- Petunjuk tugas
Susun catatan mulai dari baris yang memuat "For every instance of the dormer" sampai baris yang memuat "[(72, 788)]" ke dalam format CSV dua kolom bernama teks dan jawaban, satu baris untuk tiap catatan. Taruh tiap isi dalam satu kolom berkutip, dan ganti setiap pergantian baris dengan spasi.

- Catatan yang tersedia
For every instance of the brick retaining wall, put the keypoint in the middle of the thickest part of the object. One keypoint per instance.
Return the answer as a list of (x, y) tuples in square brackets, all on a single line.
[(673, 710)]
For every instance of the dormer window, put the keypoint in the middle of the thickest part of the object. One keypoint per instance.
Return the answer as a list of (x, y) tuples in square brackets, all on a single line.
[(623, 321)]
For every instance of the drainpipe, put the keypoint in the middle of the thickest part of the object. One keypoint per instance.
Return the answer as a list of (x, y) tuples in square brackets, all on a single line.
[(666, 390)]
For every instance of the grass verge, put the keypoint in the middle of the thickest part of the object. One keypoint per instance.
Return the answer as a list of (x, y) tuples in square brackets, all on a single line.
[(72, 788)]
---
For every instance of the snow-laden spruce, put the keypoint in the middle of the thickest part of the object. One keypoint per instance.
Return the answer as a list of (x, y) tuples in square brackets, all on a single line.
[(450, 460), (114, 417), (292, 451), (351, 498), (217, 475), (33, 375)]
--
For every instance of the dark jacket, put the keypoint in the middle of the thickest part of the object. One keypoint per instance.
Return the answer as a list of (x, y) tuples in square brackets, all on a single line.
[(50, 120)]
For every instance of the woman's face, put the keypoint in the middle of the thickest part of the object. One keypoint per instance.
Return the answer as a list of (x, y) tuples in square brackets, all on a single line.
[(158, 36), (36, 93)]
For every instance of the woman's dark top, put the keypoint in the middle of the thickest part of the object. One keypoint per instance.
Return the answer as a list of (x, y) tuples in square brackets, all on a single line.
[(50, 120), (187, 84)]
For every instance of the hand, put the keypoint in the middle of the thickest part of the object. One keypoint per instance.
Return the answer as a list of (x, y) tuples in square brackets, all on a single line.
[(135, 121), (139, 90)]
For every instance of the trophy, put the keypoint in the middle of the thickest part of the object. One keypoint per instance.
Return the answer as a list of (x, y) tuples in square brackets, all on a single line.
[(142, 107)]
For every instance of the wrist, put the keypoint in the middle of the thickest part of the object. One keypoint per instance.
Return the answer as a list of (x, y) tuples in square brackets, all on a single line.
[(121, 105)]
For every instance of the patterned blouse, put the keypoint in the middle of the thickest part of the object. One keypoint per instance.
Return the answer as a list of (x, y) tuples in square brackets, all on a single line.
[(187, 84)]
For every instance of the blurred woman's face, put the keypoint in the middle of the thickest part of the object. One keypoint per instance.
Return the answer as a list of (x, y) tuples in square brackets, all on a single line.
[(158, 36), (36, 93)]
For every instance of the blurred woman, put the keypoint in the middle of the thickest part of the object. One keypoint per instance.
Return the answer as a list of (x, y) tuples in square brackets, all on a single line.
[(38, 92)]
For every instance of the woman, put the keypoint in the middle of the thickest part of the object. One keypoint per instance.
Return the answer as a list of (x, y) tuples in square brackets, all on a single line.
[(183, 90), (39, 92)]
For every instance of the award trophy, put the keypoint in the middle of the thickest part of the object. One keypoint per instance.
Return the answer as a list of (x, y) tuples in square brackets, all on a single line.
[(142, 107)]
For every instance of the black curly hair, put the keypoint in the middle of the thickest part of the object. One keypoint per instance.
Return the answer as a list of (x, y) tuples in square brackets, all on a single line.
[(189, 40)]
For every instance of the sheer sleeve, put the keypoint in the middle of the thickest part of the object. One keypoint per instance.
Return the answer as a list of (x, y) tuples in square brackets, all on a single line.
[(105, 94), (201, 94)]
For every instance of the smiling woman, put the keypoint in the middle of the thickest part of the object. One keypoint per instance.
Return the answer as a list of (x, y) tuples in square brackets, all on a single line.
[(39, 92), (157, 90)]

- Jawaban latihan
teks,jawaban
"For every instance of the dormer window, put the keypoint in the middle of the thickest part of the object. One keypoint per instance. Return the answer as a list of (x, y) tuples in square brackets, all on a single line.","[(623, 321)]"
"For every instance of the drainpipe, put the keypoint in the middle of the thickest part of the object. One keypoint per instance. Return the answer as a list of (x, y) tuples in square brackets, all on a single line.","[(666, 390)]"
"For every instance of the grass verge, put the keypoint in the middle of the thickest part of the object. One keypoint per instance. Return the answer as a list of (x, y) tuples in square brackets, all on a single line.","[(72, 788)]"